VORLIEGENDER TEXT –
════════

Dabei ist der „Neid“ auf die Asylbewerber,
denen man aus reiner Nächstenliebe Geld zu geben scheint, völlig unbegründet.
Die Realität ist hart: Bis vor kurzem war das, was ein Asylbewerber in
Deutschland bekam, weit unter dem Hartz-IV-Satz. Vielerorts bekamen diese
Menschen sogar nur auf Landkreise beschränkte Aufenthaltsgenehmigungen und
konnten auf diese Weise oft nicht von der Provinz in die nächstgrößere Stadt
fahren. Größere Lager für Asylbewerber liegen meist außerhalb der dicht
bevölkerten Ballungsräume, weit abgelegen von der Masse der Bevölkerung. Ein
Beispiel hierfür ist das Lager Horst in Mecklenburg-Vorpommern, wo Hamburg
seine Flüchtlinge „auslagert“. Oft gibt es in solchen Unterkünften keine
Deutschkurse, eine Arbeitserlaubnis schon gar nicht – geduldet, nicht akzeptiert.
Ein Leben in Würde? Fehlanzeige. Soll sich ein Asylbewerber etwa langweilen,
während er auf das Ende des Krieges in seiner Heimat wartet? Außerdem darf man
nicht vergessen, dass manchmal ganze Familien nach Deutschland kommen, Familien
mit Kindern. Die sind dann auf das Engagement örtlicher Grundschullehrer und
–lehrerinnen angewiesen, um im Unterricht einigermaßen folgen zu können.
Schulpflicht gilt in Deutschland schließlich für alle Menschen. Eine
Willkommenskultur gab es nie, nicht einmal für Menschen, die in ihrer Heimat
ihr Zuhause verloren haben und nur als Gäste nach Deutschland kamen, ohne für
immer bleiben zu wollen.
Können wir wirklich ruhig schlafen, während
hunderte Menschen vor jenen Küsten ertrinken, an denen wir bevorzugt Urlaub
machen? Und das nur, weil sie sich ein besseres Leben erhoffen und die legalen
Mittel dazu nicht ausreichen? Manche Flüchtlinge sitzen jahrelang in einem
nordafrikanischen Land fest, haben kein Geld fürs Weiterkommen. Zurückkehren
können sie auch nicht, denn die Familie hat oft ihr komplettes Vermögen
investiert, damit ein junger Mann oder eine Frau die lange Reise nach Europa
antreten kann. Wer sein Gesicht und seine Ehre nicht verlieren will, der steigt
in die klapprige Nussschale und lässt sich irgendwo vor der Küste im
vermeintlich flachen Wasser aussetzen. Manche schwimmen ans Ufer, andere
ertrinken, weil sie von den mehreren Lagen Kleidung, die gegen die Kälte helfen
soll, nach unten gezogen werden. Und dann gibt es welche, die verbrennen auf
einem in Seenot geratenen Boot, weil irgendjemand Fackeln angezündet hat, um
die Küstenwache auf sich aufmerksam zu machen…
Dabei sind die Deutschen normalerweise kein
gefühlskaltes Volk – und sie sollten sich auch nicht durch Schreckensszenarien
eines überfremdeten, wirtschaftlich zerstörten Deutschland dazu verleiten
lassen, eines zu werden. Deutschland ist stark und kann solidarisch sein. Nach
dem Horror-Tsunami 2004 haben tausende Familien auf ihr Silvesterfeuerwerk
verzichtet und das Geld stattdessen den Opfern gespendet. Das ist nicht schwer
und wir wissen doch alle, wie es geht.

════════

BEREITGESTELLTES MATERIAL –

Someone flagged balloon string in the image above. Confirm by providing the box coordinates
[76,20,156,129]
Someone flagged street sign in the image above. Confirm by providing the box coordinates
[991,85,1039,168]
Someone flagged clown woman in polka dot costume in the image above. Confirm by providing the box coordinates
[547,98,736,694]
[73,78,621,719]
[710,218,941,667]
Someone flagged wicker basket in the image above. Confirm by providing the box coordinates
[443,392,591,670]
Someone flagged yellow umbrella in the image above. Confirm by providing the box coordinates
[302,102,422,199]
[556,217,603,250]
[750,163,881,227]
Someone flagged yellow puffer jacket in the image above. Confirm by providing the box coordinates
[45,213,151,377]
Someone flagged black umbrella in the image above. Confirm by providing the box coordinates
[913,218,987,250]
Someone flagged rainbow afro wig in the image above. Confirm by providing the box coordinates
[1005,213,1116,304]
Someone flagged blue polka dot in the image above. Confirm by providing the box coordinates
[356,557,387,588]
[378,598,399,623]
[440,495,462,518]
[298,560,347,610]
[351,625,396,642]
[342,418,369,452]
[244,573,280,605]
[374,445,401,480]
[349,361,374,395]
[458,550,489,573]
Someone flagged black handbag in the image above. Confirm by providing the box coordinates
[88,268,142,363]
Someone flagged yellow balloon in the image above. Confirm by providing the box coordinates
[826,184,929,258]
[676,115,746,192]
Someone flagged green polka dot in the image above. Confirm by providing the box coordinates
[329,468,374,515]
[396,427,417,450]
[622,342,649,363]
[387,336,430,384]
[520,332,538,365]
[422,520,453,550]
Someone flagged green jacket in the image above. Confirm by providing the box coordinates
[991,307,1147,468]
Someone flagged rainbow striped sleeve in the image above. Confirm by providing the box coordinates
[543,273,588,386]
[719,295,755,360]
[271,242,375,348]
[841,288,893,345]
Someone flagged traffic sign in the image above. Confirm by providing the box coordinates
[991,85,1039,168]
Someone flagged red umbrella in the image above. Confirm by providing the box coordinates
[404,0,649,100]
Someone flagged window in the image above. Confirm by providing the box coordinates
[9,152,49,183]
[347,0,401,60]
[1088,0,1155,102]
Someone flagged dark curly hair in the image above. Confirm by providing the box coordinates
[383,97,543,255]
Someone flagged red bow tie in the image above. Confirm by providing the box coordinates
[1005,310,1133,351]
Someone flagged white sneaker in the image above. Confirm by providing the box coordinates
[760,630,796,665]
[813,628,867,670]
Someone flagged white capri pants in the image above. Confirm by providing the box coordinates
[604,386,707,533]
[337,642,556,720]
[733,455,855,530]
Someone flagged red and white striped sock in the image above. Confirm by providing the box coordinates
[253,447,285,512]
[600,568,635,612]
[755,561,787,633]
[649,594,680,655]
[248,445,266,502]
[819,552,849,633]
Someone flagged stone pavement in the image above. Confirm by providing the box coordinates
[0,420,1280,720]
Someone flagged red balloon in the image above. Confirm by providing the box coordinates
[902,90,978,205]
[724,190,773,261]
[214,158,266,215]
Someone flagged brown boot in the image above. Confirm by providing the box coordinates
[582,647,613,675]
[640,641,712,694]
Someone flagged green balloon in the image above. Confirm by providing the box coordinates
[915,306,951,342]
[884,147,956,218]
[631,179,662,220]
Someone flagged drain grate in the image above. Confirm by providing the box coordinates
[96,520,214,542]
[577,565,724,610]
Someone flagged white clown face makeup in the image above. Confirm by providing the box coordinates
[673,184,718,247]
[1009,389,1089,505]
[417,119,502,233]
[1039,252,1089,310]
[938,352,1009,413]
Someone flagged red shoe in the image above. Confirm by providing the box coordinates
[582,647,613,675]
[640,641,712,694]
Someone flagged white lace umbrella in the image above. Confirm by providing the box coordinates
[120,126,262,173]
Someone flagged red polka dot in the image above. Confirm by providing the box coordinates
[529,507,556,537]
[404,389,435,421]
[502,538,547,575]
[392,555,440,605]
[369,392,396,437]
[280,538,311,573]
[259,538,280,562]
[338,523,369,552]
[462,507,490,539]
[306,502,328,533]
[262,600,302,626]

════════

ZIEL DER ÜBUNG – Schreib bitte den Text über Asylbewerber und Flüchtlinge in Deutschland weiter, beginnend nach seinem letzten Satz.

ANTWORT –
Und wo man ins Gespräch kommt mit denjenigen, die
ihr Schicksal in die Hände von tunesischen Schleppern gelegt haben, da zeigt
man durchaus Verständnis und überwindet Unterschiede. Wo Asylanten
Theaterstücke aufführen, da kommt man ins Gespräch, wo Kirchengemeinden bei
Behördengängen helfen und hilfsbereite Menschen den Bedürftigen ein Quartier
bieten, da zerfällt das Schreckensbild des anonymen und mutmaßlich kriminellen Asylbewerbers.
Zahlreiche Kirchen und auch Moscheen in St. Pauli haben schon im August
Flüchtlinge aufgenommen und tragen ihrerseits dazu bei, dass Menschen den
nötigen Beistand bekommen. Die wirkliche Begegnung ist viel stärker als die populistische
Panikmache, der man nur zu oft zu folgen verleitet ist.
Deutschland zeigt sehr wohl Mitgefühl. Die
Stuttgarter Zeitung schrieb, dass die Opfer von Lampedusa auch unsere Toten
seien. Doch auch die Politik muss ihren Beitrag leisten. Ein Asylbewerber hat eine
recht geringe Chance, in Deutschland bleiben zu dürfen. Im Jahr 2011 wurden 84%
der Anträge auf Asyl abgelehnt. Europa muss endlich beginnen, seine Werte nicht
nur gegen Terroristen, Kommunisten und Kapitalisten zu verteidigen, sondern in
erster Linie gegen seinen inneren Schweinehund. Denn um dem Elend rund um das
Mittelmeer ein Ende zu machen würde es vielleicht schon genügen, die legalen
Wege für Flüchtlinge einfacher zugänglich zu machen.